═════ Estratto del documento ═════
[Il papa stimolato da' rimproveri, ritorna
alla riforma della sua corte]
In Italia anco vi era una gran
disposizione ad interpretare in sinistro le azzioni del pontefice, e si parlava
liberamente che, quantonque versasse la colpa sopra il duca di Mantova, da lui
però nasceva che il concilio non si facesse, et esserne manifesto indicio,
perché nel medesimo tempo aveva publicata la bolla della riforma della corte e
dato il carico a' quatro cardinali, né a ciò esservi opposizione del duca, né
di altri, che non fosse in sua potestà, e pur di quella piú non si parlava, sí
come anco era stata in silenzio 3 anni doppo che la propose immediate assonto
al pontificato. Per ovviare a queste diffamazioni deliberò il papa di nuovo
ripigliare quel negozio, riformando prima sé, i cardinali e la corte, per poter
levar ad ogni uno l'obiezzione e la sinistra interpretazione di tutte le
azzioni sue; et elesse quattro cardinali e cinque altri prelati tanto da lui
stimati, che quattro di essi nelli anni seguenti creò poi cardinali, imponendo
a tutti 9 di raccogliere gli abusi che meritavano riforma, et insieme
aggiongervi i rimedii co' quali si potesse prestamente e facilmente levargli, e
ridur il tutto ad una buona riformazione. Fecero quei prelati la raccolta
secondo il commandamento del pontefice, e la ridussero in scritto.
═════ Voci estratte ═════
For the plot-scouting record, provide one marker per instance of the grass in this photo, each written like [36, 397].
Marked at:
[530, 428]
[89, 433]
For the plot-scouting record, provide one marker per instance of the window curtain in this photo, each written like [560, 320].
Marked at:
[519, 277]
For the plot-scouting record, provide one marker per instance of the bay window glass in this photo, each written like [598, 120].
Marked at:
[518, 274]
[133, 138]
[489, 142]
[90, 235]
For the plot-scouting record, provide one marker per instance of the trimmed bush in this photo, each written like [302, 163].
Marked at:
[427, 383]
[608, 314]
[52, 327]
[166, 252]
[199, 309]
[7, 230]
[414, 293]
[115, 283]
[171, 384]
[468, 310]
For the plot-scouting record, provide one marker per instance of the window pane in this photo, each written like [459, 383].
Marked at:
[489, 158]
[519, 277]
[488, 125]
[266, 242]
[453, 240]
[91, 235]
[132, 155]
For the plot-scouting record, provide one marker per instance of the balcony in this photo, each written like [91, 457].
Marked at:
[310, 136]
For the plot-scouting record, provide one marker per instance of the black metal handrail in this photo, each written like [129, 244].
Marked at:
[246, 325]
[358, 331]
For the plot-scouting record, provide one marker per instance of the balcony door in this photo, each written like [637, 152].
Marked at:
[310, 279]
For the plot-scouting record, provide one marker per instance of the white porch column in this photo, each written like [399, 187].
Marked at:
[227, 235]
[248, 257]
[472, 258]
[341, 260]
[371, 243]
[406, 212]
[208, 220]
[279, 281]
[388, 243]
═════
Ricopia per intero e senza alcuna modifica il brano sulla riforma della corte pontificia.

[Il papa stimolato da' rimproveri, ritorna
alla riforma della sua corte]
In Italia anco vi era una gran
disposizione ad interpretare in sinistro le azzioni del pontefice, e si parlava
liberamente che, quantonque versasse la colpa sopra il duca di Mantova, da lui
però nasceva che il concilio non si facesse, et esserne manifesto indicio,
perché nel medesimo tempo aveva publicata la bolla della riforma della corte e
dato il carico a' quatro cardinali, né a ciò esservi opposizione del duca, né
di altri, che non fosse in sua potestà, e pur di quella piú non si parlava, sí
come anco era stata in silenzio 3 anni doppo che la propose immediate assonto
al pontificato. Per ovviare a queste diffamazioni deliberò il papa di nuovo
ripigliare quel negozio, riformando prima sé, i cardinali e la corte, per poter
levar ad ogni uno l'obiezzione e la sinistra interpretazione di tutte le
azzioni sue; et elesse quattro cardinali e cinque altri prelati tanto da lui
stimati, che quattro di essi nelli anni seguenti creò poi cardinali, imponendo
a tutti 9 di raccogliere gli abusi che meritavano riforma, et insieme
aggiongervi i rimedii co' quali si potesse prestamente e facilmente levargli, e
ridur il tutto ad una buona riformazione. Fecero quei prelati la raccolta
secondo il commandamento del pontefice, e la ridussero in scritto.